He came in as a late-inning defensive replacement for Ted Williams in the second game of a doubleheader on July 15, a game the Red Sox had pretty much in hand, and he filled in for Ted a week later when Williams was removed for a pinch-runner. This all occurred while Vollmer was in the midst of a nearly unprecedented hot streak. Then Olson got his induction notice and left. 

Actually, Olson left a little before receiving the notice. His mother let him know it was coming, and he packed up and left for home. “I went home flying west and my induction notice was going east, so we passed. That didn’t set too well with Mr. [Red Sox general manager Joe] Cronin. He thought I should stay until my induction notice got there. The problem was he got rid of Dropo for me and that didn’t set well because he used up an option there and then he had to get Dropo back to take my place.  We got home and we had about 10 days so we decided to get married and — 10 days later — I was in the service after a four-day honeymoon.” (Walt Dropo had been Rookie of the Year in 1950, but on June 25, 1951, he had been optioned to San Diego when Olson was called up.) 

Olson served in the 78th Infantry, stationed at Ford Ord (Salinas, California), for 11 or 12 months. Like many ballplayers, he was placed on a service team, and his club included Del Crandall, Jim McDonald, and a few others. He appeared in 90 games for Fort Ord, but when the team advanced to an all-tournament playoff in Wichita (Olson hit .420 for Fort Ord), he sprained his ankle and was unable to take part. With about 11 months remaining in his tour of duty, he was sent over to Japan as staging for Korea. His coach at Ford Ord, though, had paved the way for him, sending papers ahead of him. “I was all lined up with the pack and the M-1 and everything to take off but they called me out and I went to Camp Drake then and spent nine months as a mailman there.” Olson sorted mail for the troops coming to and going from Korea; Camp Drake was a base fairly close to Tokyo. He played a lot of baseball there – he said he played in 70 games.   He never saw combat in Korea, and he was sent home about a month before his time was up. Red Sox teammate Leo Kiely saw service time, too, and played on the same team in Japan as Olson.

There was quite a reception for Olson the day he returned to the Red Sox shortly after the 1953 All-Star break. After missing almost exactly two years; he and Patricia drove back across country to report for duty at Fenway Park. “It took us a week to get there or so, but the day I walked in was the day that Ted Williams walked in. We came into the clubhouse the same day.” On July 30, both Williams and Olson took batting practice at Fenway.

# # # #

EXERCISE TASKS:
1 - Set down the passage on Olson word for word, starting at "He came in as" and ending at "notice and left.".
2 - According to the passage on Olson, how long did he work as a mailman at Camp Drake?

PROVIDED DATA:
# # # #

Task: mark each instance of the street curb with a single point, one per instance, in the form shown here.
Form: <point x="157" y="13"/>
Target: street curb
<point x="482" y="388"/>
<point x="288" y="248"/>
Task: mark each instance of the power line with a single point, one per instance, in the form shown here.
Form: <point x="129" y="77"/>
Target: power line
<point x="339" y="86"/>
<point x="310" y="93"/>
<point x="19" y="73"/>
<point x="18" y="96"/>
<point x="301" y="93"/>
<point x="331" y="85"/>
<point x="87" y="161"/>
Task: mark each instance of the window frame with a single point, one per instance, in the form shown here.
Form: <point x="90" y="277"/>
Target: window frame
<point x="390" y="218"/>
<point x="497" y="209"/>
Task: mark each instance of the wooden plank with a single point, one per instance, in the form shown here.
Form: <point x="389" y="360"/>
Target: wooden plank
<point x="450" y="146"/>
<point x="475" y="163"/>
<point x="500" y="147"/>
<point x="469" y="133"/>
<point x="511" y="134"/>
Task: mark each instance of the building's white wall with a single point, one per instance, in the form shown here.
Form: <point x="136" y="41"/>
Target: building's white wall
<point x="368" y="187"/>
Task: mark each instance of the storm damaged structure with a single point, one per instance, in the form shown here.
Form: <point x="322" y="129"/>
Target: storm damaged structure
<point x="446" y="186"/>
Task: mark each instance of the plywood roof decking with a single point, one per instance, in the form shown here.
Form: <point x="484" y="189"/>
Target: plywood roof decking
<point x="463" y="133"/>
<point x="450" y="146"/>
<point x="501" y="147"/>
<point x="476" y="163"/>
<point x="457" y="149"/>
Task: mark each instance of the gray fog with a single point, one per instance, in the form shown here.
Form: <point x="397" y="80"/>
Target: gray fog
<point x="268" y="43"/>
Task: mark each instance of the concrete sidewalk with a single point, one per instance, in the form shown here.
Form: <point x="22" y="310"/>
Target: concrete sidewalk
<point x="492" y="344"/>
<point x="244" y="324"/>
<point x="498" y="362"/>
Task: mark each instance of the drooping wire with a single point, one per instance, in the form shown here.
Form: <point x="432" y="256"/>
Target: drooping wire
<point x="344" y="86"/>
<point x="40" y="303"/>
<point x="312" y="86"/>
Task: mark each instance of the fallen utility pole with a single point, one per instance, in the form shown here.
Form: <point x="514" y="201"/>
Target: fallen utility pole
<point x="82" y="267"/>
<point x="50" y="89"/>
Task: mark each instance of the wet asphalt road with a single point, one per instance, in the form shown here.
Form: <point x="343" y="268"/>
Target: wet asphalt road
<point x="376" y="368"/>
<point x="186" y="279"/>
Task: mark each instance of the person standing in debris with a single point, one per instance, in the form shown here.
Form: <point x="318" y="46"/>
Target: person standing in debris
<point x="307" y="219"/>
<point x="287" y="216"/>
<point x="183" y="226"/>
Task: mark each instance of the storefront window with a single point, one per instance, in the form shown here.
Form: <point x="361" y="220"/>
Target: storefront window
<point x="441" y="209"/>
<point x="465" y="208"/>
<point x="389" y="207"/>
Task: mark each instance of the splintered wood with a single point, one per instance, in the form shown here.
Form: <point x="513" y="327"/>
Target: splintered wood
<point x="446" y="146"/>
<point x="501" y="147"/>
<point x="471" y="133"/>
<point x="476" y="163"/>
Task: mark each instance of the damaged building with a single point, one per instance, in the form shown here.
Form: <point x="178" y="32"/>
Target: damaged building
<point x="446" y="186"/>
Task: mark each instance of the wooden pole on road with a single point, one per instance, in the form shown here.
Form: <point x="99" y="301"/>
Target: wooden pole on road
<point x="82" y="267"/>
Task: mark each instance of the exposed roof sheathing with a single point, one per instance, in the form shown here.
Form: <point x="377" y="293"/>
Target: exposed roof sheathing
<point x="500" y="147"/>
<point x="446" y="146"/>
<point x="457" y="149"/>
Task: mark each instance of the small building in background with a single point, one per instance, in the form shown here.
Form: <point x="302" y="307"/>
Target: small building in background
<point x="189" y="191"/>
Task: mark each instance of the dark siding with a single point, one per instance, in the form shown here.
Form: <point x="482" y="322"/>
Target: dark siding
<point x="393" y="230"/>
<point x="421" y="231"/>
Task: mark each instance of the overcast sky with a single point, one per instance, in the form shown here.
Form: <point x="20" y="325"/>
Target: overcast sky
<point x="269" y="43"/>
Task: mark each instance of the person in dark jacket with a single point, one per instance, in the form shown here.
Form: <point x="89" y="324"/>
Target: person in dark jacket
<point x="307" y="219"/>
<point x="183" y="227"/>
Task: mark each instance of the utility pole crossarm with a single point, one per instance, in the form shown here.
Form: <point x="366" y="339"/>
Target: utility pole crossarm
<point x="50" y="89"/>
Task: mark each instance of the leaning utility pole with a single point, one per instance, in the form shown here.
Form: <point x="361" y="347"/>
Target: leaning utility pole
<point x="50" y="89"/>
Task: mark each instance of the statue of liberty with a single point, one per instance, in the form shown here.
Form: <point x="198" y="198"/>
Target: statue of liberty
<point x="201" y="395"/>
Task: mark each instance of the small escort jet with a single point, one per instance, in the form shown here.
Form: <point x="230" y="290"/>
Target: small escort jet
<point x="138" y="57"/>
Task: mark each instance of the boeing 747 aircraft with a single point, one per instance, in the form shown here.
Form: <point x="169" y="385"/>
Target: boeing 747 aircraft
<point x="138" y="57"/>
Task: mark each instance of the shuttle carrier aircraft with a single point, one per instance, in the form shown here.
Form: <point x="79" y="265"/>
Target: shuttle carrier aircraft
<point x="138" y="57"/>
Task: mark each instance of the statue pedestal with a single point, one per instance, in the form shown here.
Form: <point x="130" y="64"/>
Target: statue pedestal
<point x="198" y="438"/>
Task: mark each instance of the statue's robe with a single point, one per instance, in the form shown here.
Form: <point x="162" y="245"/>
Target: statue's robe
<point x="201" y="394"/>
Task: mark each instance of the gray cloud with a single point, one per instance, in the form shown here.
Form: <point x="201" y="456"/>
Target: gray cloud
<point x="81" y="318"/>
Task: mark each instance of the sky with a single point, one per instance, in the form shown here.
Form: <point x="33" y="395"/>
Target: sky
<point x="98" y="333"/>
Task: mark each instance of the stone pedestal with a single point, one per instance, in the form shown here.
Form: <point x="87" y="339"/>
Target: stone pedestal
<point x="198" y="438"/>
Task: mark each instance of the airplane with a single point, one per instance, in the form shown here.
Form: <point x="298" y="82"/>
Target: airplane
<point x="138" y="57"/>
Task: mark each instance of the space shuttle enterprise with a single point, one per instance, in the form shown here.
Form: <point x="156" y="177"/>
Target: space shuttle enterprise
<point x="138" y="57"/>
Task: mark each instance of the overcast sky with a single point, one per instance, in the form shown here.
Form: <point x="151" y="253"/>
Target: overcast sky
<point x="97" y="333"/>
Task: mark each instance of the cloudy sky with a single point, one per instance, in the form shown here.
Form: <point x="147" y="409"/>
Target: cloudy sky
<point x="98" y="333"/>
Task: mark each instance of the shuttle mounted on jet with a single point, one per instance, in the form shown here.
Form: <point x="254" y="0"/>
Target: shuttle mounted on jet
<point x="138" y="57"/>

# # # #

TASK ANSWERS:
1 -
He came in as a late-inning defensive replacement for Ted Williams in the second game of a doubleheader on July 15, a game the Red Sox had pretty much in hand, and he filled in for Ted a week later when Williams was removed for a pinch-runner. This all occurred while Vollmer was in the midst of a nearly unprecedented hot streak. Then Olson got his induction notice and left.

2 - Nine months.